[Material for the task Boundary: Start]
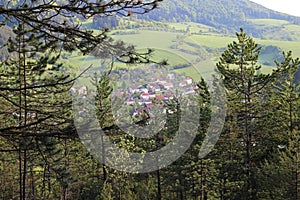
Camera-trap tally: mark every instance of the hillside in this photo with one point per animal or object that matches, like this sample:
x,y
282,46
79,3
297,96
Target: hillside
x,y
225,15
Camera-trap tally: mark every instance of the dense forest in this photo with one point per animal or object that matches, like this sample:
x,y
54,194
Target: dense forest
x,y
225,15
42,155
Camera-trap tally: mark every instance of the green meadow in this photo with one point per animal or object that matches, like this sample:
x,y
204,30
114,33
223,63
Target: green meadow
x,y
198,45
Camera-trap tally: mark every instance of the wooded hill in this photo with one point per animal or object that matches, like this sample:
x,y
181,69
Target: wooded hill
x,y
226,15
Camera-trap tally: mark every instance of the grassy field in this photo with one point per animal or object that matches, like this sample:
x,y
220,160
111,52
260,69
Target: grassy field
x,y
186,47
[Material for the task Boundary: End]
[Material for the task Boundary: Start]
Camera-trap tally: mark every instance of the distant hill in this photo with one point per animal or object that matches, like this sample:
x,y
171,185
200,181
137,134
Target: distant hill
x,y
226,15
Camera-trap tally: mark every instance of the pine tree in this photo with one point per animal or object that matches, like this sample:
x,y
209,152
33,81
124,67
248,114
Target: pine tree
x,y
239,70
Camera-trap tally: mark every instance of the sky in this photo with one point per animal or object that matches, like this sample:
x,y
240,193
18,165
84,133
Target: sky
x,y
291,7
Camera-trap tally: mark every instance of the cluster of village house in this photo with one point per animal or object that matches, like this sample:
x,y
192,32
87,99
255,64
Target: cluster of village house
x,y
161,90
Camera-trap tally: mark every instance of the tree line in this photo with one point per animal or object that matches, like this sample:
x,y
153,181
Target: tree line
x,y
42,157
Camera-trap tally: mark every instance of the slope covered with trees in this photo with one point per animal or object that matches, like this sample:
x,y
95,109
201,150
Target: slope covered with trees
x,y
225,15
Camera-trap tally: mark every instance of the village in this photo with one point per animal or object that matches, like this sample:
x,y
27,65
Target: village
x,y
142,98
[Material for the task Boundary: End]
■ **What is being asked**
Report all lines in the listing above that contain the word "every".

■ **Solved problem**
Camera-trap tally: mark every instance of the hillside in this photo with one point per animal or object that matches, like this sample:
Camera-trap tally: mark every instance of the dense forest in this photo with one point per animal or object that matches, like this sample:
Camera-trap tally: mark every instance of the green meadow in this photo with one point per animal or object that matches, like this sample:
Camera-trap tally: mark every instance of the wooded hill in this photo with one point per animal or object that matches, like this sample:
Camera-trap tally: mark every instance of the grassy field in this photo with one point per animal or object that matches, like this sample:
Camera-trap tally: mark every instance of the distant hill in this photo with one point per animal or object that matches, like this sample:
Camera-trap tally: mark every instance of the pine tree in this photo with one point per animal or object that matches, like this sample:
Camera-trap tally: mark every instance of the sky in this photo with one point per animal or object that matches, like this sample:
Camera-trap tally: mark every instance of the cluster of village house in this photo with one point per animal or object that matches, like this sample:
Camera-trap tally: mark every instance of the tree line in this photo with one point per animal or object that matches, like this sample:
Camera-trap tally: mark every instance of the slope covered with trees in this photo with one point per animal or object that matches, like this sample:
Camera-trap tally: mark every instance of the village in this photo with one point per animal or object that matches, like this sample:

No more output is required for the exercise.